Extract to read:

This sounds tremendously sensible, FJ.
It sounds as if your plan essentially is to give yourself time to take him at his word (that he didn't know who he was and what he wanted) and let him show you who he has become now as a man and father and prospective partner. But without betting anything too big on it either way. And without trying to repair a marriage relationship until you both can see if it makes sense to do that tough emotional work together.

The glitch in your situation has always been - good and bad - that the life of you and your kids has been shaped by being married to a serving military person. And I suspect that built an unconscious pattern in your family where your h's vote was implicitly more than 50% in your married life. For practical reasons. You have not been free to choose where to lay down roots or build a career or life independently of that. But building a new marriage will need something more 50/50....more reciprocal....and that may take some adjusting to by both of you. And a few heated disagreements probably lol.

(Dataset records on object locations)
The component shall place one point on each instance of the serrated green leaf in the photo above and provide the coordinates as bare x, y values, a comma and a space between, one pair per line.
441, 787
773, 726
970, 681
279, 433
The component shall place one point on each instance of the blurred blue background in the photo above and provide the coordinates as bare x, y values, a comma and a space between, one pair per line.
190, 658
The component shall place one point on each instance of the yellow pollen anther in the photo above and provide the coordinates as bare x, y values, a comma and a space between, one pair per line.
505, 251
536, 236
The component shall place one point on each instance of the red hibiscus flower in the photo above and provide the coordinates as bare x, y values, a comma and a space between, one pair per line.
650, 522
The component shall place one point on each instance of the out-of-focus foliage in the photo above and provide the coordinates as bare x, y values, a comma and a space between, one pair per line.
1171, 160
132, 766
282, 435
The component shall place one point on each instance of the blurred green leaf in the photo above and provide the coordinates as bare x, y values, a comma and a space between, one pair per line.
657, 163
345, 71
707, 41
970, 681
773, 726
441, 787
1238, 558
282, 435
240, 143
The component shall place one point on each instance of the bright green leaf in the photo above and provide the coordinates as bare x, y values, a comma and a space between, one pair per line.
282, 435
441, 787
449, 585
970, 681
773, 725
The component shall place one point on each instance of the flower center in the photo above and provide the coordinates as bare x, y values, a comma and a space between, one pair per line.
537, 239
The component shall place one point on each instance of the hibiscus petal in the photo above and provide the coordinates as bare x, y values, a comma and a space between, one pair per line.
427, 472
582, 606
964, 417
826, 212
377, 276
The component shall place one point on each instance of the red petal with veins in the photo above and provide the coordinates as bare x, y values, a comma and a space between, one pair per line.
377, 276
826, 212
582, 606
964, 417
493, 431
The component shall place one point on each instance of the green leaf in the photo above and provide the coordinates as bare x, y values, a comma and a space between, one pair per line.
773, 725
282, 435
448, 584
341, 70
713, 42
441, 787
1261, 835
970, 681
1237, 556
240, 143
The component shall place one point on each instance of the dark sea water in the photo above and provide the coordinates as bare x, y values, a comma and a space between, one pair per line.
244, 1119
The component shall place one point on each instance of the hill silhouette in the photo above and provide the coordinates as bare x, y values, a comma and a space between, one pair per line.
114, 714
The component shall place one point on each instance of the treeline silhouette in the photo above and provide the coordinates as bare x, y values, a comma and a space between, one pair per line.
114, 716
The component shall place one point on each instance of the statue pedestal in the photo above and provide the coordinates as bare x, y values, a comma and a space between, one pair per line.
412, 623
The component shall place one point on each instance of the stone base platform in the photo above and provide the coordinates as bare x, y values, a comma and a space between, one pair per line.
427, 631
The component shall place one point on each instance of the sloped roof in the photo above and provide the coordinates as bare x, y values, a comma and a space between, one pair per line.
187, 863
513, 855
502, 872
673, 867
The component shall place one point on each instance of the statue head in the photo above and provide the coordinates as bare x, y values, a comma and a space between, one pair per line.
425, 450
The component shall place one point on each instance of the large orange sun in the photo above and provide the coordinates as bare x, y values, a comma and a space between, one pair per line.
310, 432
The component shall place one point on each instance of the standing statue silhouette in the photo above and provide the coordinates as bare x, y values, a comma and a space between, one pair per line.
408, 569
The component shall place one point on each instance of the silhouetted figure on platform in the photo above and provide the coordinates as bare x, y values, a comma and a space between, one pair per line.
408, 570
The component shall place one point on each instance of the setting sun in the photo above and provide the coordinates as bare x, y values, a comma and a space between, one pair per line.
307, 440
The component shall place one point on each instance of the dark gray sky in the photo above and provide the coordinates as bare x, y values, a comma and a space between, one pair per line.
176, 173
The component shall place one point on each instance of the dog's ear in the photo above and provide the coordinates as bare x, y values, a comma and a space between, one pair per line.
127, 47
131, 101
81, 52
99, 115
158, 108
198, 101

Problem to solve: Go on with the reply to FJ about rebuilding the marriage, picking up right after its final sentence.

Expected answer:
I have mused before on whether there are factors in individual situations that make Standing - or reconnecting - more or less sustainable to do as an LBS. I susoect it might have something to do with how big the risk is, how much skin in the game you are investing practically as well as emotionally, how possible it is to quarantine some of the basic essentials of life from the uncertainty. And it sounds as if this kind of risk management is exactly where your head is right now.

You are not alone in that situation of course.....families also serve don't they?.....but putting all your eggs in a now weakened basket is a different kind of choice isn't it? If you can continue to do that for, say, a year without making yourself too vulnerable to changes in the wind, while also having a plan B/C etc if it turns out that you need one, then I suspect it will help you feel that you gave it your best shot for your family no matter what happens.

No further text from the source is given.